*Task instructions*
The output should be the listing below, limited to the lines from the one with "The service SHOULD place a point on the dramatic" through the one with "The service SHOULD place a point on the rocky", exact and without pictures.

*Supplied material*
===

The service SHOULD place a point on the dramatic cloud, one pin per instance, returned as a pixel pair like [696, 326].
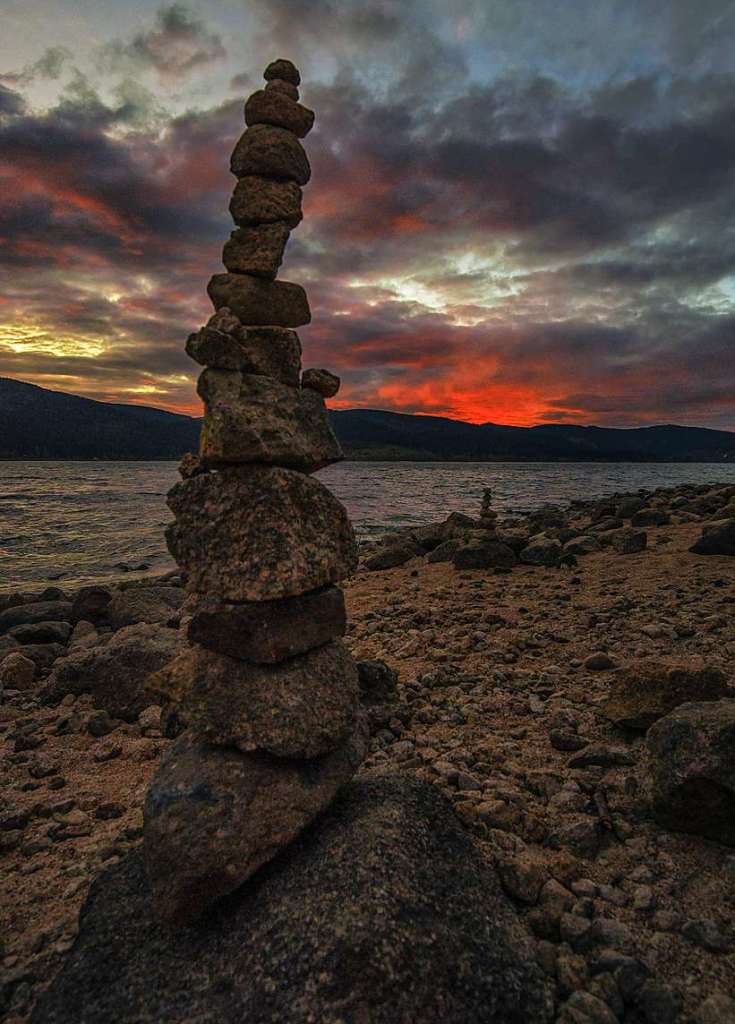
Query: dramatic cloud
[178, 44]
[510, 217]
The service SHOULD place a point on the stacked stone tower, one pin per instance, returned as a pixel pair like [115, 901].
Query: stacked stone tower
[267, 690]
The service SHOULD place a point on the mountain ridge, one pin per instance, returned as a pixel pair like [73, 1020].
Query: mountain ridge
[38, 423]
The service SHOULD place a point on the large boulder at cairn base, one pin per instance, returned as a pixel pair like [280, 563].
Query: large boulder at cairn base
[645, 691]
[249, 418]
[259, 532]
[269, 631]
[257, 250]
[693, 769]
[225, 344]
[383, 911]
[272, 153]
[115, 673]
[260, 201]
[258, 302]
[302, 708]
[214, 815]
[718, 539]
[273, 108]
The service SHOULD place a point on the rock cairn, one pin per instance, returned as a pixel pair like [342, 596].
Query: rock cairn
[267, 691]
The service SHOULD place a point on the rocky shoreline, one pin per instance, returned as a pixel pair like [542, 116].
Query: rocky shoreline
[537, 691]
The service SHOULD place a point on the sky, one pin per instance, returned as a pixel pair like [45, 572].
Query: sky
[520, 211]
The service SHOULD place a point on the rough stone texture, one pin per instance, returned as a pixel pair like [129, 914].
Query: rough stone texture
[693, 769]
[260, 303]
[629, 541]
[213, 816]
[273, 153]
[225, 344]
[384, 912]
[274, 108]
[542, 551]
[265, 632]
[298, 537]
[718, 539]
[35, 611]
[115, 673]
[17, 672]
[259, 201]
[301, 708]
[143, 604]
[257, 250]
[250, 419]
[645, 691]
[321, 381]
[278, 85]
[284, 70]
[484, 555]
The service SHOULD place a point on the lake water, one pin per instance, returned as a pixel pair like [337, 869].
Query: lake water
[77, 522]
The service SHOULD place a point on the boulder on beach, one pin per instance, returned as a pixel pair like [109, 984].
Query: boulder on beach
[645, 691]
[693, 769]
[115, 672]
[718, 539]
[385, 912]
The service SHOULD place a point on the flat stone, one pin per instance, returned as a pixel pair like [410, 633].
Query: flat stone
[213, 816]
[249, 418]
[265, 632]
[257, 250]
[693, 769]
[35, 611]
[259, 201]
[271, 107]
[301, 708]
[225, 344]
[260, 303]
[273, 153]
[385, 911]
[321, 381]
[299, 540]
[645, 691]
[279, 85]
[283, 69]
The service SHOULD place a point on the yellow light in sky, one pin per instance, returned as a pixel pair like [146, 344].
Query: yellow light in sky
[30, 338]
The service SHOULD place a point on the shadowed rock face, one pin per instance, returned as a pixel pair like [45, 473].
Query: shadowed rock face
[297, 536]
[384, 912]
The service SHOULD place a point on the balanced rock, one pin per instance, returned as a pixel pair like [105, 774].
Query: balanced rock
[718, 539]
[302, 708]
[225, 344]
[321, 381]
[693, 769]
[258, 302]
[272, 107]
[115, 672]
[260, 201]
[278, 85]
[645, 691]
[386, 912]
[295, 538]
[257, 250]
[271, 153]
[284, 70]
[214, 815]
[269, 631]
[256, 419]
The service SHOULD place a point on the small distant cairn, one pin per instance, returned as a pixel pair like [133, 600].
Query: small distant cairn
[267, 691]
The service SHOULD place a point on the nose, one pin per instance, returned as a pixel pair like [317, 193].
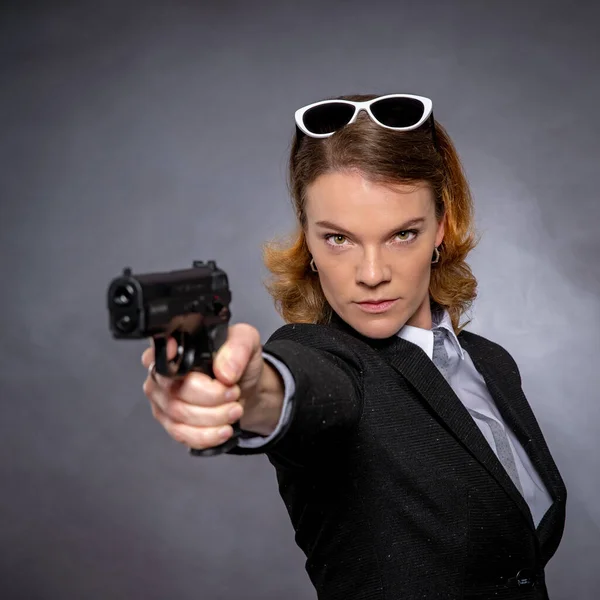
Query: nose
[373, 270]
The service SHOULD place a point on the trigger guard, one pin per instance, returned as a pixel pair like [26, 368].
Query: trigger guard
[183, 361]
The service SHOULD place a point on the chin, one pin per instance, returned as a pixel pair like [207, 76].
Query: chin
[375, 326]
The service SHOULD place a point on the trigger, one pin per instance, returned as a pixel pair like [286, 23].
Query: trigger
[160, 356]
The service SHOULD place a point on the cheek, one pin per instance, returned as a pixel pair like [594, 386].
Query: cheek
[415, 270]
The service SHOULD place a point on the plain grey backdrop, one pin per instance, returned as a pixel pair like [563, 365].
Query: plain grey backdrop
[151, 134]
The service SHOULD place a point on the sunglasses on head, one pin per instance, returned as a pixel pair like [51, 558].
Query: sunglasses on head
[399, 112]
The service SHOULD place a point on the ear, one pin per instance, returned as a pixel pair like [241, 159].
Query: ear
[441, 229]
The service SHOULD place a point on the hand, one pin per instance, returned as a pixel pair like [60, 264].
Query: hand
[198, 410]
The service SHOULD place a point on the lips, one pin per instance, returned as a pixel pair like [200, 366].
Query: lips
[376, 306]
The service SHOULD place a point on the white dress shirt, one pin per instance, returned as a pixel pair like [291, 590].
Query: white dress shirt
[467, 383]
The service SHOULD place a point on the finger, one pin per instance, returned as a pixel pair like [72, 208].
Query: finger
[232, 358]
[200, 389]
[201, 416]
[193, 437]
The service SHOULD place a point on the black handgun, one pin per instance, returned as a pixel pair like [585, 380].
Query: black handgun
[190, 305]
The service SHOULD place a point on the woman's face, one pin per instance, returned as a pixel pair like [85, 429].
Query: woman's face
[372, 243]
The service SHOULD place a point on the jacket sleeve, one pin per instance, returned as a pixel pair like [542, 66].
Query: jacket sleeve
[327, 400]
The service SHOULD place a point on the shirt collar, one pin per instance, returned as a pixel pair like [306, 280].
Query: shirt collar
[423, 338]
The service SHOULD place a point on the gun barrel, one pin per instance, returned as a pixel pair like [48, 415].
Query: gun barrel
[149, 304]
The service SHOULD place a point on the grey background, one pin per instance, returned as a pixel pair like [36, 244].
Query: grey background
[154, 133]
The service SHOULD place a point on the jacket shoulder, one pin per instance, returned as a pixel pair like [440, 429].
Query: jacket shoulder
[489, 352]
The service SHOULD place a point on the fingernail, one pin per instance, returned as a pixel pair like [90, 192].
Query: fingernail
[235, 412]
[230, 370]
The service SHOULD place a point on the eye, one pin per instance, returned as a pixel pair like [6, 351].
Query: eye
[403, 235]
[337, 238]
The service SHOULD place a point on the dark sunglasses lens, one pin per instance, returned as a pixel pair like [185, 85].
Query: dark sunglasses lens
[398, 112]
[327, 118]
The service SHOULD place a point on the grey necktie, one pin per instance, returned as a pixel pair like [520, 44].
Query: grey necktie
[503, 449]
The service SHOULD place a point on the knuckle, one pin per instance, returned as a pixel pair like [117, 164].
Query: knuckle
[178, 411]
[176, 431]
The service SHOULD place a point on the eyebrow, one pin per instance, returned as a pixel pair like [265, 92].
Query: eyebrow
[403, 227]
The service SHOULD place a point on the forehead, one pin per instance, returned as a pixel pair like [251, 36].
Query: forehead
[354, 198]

===

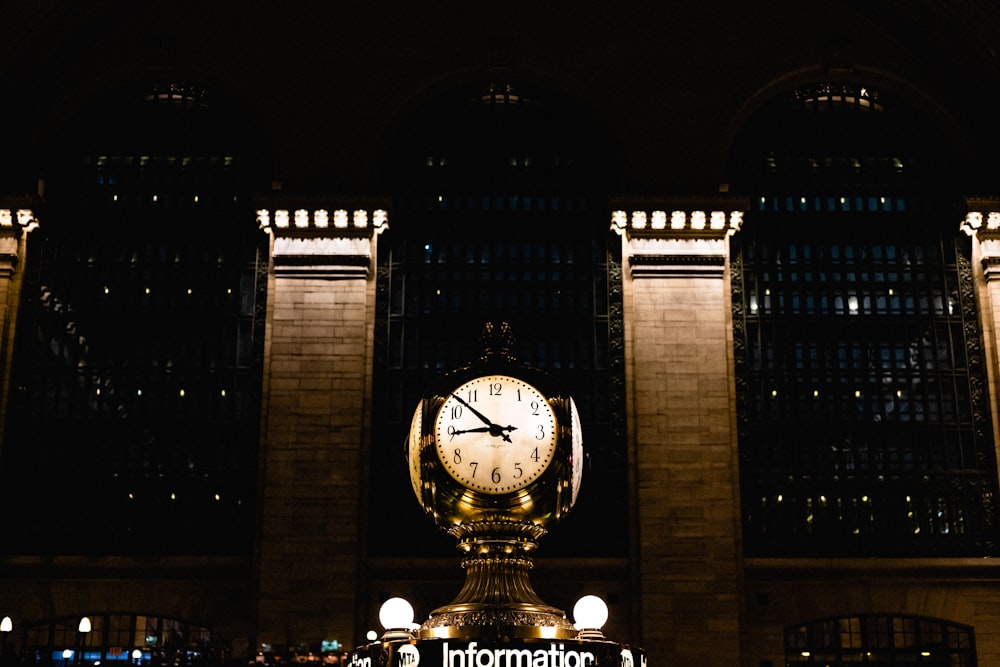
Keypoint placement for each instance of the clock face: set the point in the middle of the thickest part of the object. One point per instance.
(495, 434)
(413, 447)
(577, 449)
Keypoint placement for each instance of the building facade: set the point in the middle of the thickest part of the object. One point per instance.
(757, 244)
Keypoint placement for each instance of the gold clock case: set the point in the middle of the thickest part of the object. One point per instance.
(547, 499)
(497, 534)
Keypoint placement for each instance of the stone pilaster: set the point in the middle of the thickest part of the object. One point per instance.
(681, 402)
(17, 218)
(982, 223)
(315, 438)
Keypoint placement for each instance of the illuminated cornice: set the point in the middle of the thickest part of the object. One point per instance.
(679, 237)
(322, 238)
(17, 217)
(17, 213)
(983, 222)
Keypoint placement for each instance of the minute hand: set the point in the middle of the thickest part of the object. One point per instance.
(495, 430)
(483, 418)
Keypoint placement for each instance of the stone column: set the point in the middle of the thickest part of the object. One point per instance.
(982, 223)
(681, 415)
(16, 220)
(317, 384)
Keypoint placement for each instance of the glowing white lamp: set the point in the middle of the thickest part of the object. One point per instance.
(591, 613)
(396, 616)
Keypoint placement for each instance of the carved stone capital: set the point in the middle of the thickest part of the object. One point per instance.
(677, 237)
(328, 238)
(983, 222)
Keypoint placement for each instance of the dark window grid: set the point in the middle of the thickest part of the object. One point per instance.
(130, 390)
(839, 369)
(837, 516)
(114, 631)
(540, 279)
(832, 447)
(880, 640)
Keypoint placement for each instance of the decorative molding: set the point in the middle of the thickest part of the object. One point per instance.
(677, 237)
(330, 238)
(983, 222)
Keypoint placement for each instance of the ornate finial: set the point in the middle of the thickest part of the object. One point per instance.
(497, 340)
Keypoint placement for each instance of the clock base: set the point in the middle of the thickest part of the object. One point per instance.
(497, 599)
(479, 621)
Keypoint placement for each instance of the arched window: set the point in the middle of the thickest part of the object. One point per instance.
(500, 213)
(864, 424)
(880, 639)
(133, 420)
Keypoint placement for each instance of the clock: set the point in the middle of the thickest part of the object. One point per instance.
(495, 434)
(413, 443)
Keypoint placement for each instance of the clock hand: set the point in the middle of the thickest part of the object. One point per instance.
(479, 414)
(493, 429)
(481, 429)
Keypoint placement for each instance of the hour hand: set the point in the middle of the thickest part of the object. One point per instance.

===

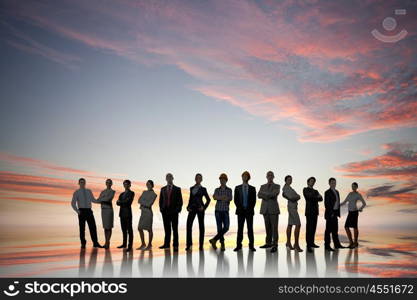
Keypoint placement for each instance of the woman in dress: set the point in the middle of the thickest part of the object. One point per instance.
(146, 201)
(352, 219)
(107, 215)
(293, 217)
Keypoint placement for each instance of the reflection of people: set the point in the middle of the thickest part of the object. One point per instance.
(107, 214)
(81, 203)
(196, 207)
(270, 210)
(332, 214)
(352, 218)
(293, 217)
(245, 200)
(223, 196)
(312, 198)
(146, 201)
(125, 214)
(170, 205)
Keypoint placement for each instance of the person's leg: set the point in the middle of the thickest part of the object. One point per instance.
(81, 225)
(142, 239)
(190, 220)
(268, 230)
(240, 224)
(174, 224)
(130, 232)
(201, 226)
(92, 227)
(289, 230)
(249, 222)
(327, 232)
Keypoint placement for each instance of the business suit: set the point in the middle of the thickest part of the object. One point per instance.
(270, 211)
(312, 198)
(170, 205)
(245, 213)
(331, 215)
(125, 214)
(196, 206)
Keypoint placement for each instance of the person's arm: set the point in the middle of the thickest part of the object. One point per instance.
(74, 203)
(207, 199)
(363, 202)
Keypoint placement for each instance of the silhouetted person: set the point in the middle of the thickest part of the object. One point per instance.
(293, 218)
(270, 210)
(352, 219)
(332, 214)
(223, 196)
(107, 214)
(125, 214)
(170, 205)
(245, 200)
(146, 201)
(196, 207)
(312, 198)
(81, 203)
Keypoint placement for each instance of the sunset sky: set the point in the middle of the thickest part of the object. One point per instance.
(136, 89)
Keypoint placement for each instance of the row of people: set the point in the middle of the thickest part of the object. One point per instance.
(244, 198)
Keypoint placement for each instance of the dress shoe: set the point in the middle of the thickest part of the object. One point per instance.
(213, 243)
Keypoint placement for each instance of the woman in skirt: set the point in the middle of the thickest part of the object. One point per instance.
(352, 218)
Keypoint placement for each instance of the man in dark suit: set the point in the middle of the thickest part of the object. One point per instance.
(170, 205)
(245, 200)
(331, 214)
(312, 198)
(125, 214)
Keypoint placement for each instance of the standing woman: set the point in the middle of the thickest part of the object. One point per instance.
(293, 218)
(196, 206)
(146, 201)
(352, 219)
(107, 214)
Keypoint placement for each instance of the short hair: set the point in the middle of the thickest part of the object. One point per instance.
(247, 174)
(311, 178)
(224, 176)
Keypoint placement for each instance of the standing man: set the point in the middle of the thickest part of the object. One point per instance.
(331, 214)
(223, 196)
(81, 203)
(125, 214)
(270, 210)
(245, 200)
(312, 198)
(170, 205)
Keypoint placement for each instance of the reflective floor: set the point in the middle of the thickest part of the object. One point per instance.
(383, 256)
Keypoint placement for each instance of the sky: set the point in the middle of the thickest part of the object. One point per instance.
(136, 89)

===

*Your response*
The service SHOULD place a point on the dramatic cloud, one pin per instance, returned as a pixel pair like [696, 326].
Query: dramatic cloud
[178, 44]
[510, 217]
The service SHOULD place a point on the stacked stone tower, one pin per instance, returned as a pixel pair like [115, 901].
Query: stacked stone tower
[267, 690]
The service SHOULD place a point on the mountain ridge, one pin per instance, returned as a pixel pair like [73, 1020].
Query: mountain ridge
[38, 423]
The service SHOULD place a point on the large boulder at cairn base, one pin per instance, returned as a pixel pair like [280, 563].
Query: large boulder at cairn base
[645, 691]
[249, 418]
[259, 532]
[269, 631]
[257, 250]
[693, 769]
[225, 344]
[383, 911]
[272, 153]
[115, 673]
[260, 201]
[258, 302]
[302, 708]
[214, 815]
[718, 539]
[273, 108]
The service SHOULD place a point on the rock cairn, one pin per instance, returned as a pixel pair like [342, 596].
Query: rock cairn
[267, 691]
The service SHOULD place a point on the rocky shoreline, one pin per instance, returned as a pixel pair like [542, 116].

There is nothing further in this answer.